The output should be every line below, retyped exactly, with no images.

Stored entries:
━━━━

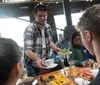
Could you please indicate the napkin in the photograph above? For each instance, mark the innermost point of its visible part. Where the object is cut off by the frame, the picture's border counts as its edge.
(81, 81)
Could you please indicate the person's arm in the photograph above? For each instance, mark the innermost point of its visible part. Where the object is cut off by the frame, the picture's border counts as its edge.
(74, 56)
(28, 45)
(54, 47)
(34, 56)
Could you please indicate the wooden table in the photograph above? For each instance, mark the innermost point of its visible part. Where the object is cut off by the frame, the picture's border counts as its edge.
(45, 76)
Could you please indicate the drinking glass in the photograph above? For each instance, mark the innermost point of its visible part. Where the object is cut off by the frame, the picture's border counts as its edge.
(72, 70)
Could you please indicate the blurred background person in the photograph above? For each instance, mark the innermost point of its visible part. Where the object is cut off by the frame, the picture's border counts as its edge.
(79, 52)
(11, 64)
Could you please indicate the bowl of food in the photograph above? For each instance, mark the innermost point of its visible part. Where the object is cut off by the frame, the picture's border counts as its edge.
(28, 81)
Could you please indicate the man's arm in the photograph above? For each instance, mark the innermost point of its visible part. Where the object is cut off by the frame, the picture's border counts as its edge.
(32, 55)
(29, 50)
(54, 47)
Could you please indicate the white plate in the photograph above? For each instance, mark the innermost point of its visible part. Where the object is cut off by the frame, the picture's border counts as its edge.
(69, 52)
(49, 67)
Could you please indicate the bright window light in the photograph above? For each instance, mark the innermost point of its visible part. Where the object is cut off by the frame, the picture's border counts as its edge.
(60, 21)
(13, 28)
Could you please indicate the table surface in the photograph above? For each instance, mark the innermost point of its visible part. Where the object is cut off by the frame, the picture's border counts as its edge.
(45, 76)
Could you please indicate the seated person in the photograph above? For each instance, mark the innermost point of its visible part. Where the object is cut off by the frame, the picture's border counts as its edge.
(79, 52)
(11, 66)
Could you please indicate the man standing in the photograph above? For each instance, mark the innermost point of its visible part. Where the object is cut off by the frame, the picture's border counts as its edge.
(37, 41)
(89, 27)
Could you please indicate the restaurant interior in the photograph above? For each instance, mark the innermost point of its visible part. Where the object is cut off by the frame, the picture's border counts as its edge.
(15, 16)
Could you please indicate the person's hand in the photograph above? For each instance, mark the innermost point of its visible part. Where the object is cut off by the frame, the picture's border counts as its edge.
(40, 63)
(90, 76)
(87, 73)
(58, 49)
(90, 63)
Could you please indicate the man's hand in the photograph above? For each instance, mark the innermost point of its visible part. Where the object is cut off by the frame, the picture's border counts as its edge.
(40, 63)
(57, 49)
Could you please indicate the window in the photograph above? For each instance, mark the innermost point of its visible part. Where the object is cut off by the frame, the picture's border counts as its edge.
(14, 28)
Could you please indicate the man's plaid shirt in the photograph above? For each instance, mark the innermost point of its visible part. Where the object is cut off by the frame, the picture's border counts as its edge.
(33, 38)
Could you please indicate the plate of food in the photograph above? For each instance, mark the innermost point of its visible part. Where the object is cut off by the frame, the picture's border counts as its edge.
(59, 80)
(28, 81)
(65, 52)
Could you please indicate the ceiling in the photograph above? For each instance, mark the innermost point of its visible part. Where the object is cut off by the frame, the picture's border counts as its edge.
(45, 1)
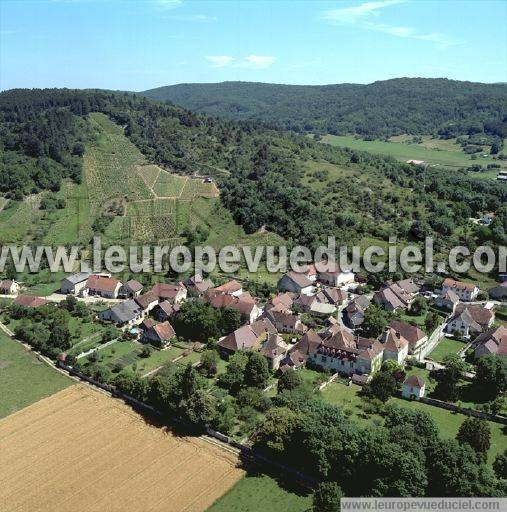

━━━━

# RESPONSE BOX:
Could you please indicate the napkin in the photograph above? For each instance, mark the innermost point of its visible part. Where the object is cut off by the frame, the picture's border counts as its edge.
(81, 81)
Could you please indicate the person's arm in the photograph above? For each instance, mark the innermost point of its visible part. Where the object is cut off by the frame, the picture's border counts as its edge.
(74, 56)
(28, 45)
(54, 47)
(34, 56)
Could you please indicate the wooden table in the photograph above? For each instance, mark the innermost point of its visible part. Where the object is cut off by the frame, the picture's border counts as its edge.
(45, 76)
Could you please indicate the drinking glass in the photograph above? For each instance, mark the innermost point of its visible part. Where the object is cut off by the frame, the picture's border counts as its edge.
(72, 70)
Could you please indicate the blurred background person in the photograph above? For each instance, mark the innermost point of its visible part. Where the object is cut off by the frame, the picture's border counts as its edge.
(79, 52)
(11, 64)
Could you please indicate the bowl of food in the photograph above? For each instance, mark the innermost point of its visible part. Where the object is cut off by the frame, the picture's border counts as its edge.
(28, 81)
Could you please indicate the man's arm in the photograph above? For each instance, mark the innermost point of its visible part. Where the object is cut off by the frame, the picture's border counts as its edge.
(32, 55)
(29, 50)
(54, 47)
Could you please indicate the white plate in the photograph above? For each instance, mark the innermost point of its visible part. Where the object is cut off by the frame, the picture's border counts as its edge.
(69, 52)
(49, 67)
Could you please indicate the bright window light in the photograph above? For each instance, mark the innermost point of its visible part. Where the object is cut off by the frame, the picture's border counts as its edge.
(60, 21)
(13, 28)
Could you please indicate the table surface in the photograph above? For each instance, mark the innermost point of its visible part. Where the object is cut off by the frame, the picture's border counts as its edge.
(45, 76)
Could you please indicate the seated person in the photograph above? For each instance, mark the innermost point of its visible part. Where the object is cut off by the frame, the picture's border counts as its edge.
(79, 52)
(11, 66)
Could you please indicate the man standing in the photograph above? For each instance, mark the innermost point of its visible part. Where the object is cut off by the frame, the picture's border counts as its edge.
(37, 41)
(89, 27)
Could you please indicate the restaurant interior in the photograph above? For each instance, mark the innermost point of its visible part. Where the object is cut off by the frame, the picture's border counts as its edge.
(15, 16)
Could you please indicate the person's hand in the photograph above? For each instance, mark the innermost point of its visible part. Where the object is cut off by the frame, the picture's border counts as its edge.
(40, 63)
(90, 76)
(87, 73)
(58, 49)
(90, 63)
Could you please indicate the man's hand in the photograph above? For each instance, mark the innermost point of its visible part. Where the object is cut off by the frame, the picture's border counts as its edge.
(40, 63)
(57, 49)
Could you please indicate the window in the photograph above? For each instance, mark the innermost point of its visible part. Where the object is cut off by the frame, the picture's border counts as its edge.
(14, 28)
Could you please indicate the man's plaid shirt in the photograph above? For each instance, mark the innermost point of its visible part. Where the object is cut off by the frame, the picture's border counts as its edge.
(33, 38)
Could you please indicate the plate of food in the photograph above? For each instance, mark the innermost point of its visible part. Where the object is cut off by the frame, the picture's border counts as its edge.
(59, 80)
(28, 81)
(65, 52)
Could you please indicate the ceiling in the photograph above? For each instance, mark the innermost point of its visible part. Where the object is cut off by the frame, the picture's border counts as its edge.
(45, 1)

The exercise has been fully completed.